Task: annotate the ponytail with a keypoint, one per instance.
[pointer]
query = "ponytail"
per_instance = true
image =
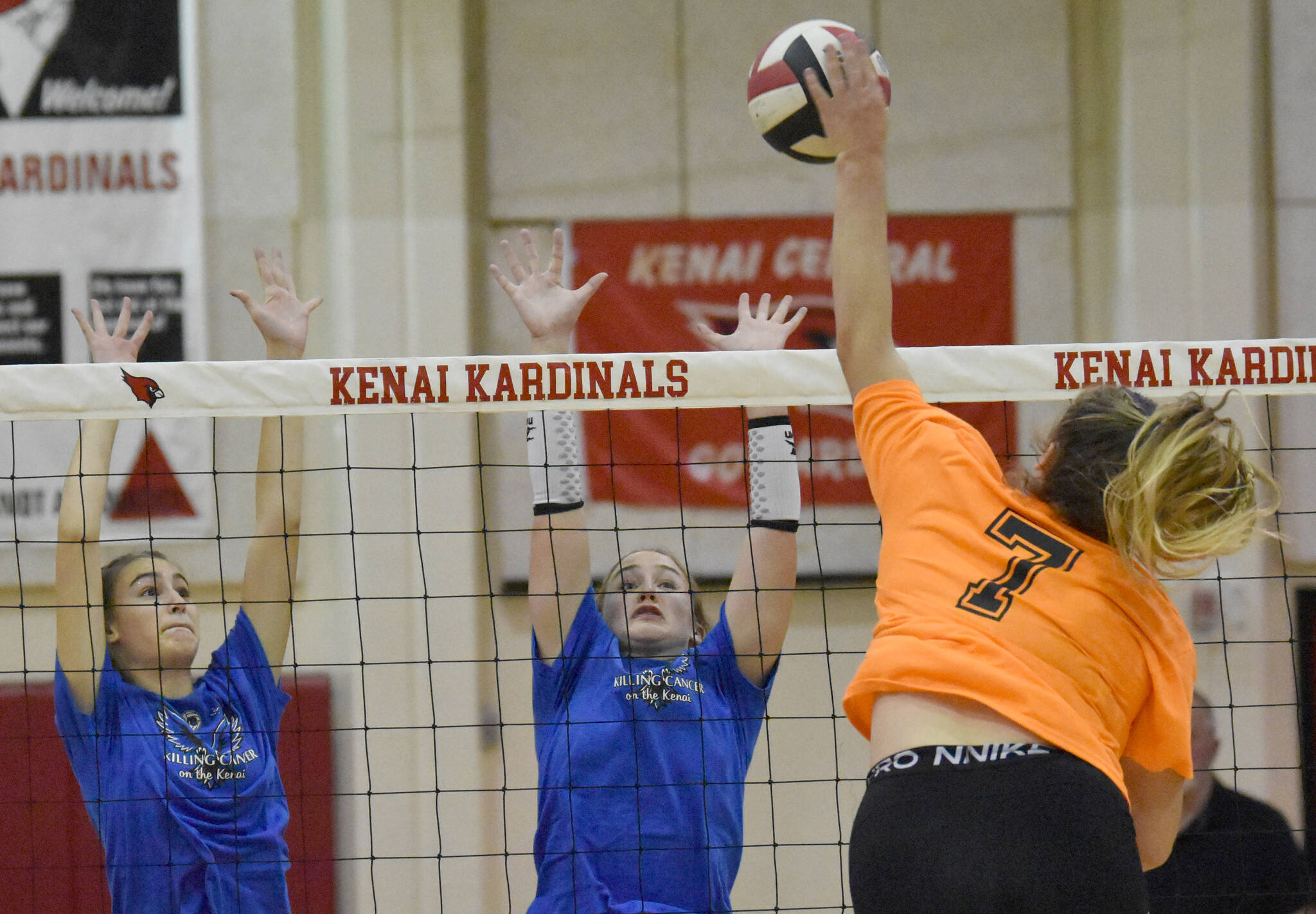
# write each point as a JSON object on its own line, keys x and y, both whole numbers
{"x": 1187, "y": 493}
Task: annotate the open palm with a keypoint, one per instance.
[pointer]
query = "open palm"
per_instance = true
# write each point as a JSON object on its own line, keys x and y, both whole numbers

____

Print every line of the records above word for word, leaving out the pictures.

Task: annotate the ponytail with a keypoint, one per instance.
[pointer]
query = "ponytail"
per_instance = true
image =
# write each point as a JSON object on its own line, keys x and y, both whole numbers
{"x": 1187, "y": 493}
Task: annotate the open palm with a keypoint, one per instance.
[pointer]
query = "open palm"
per_instance = true
# write each point as a JSON object on its own line, keys x and y, both whole numbers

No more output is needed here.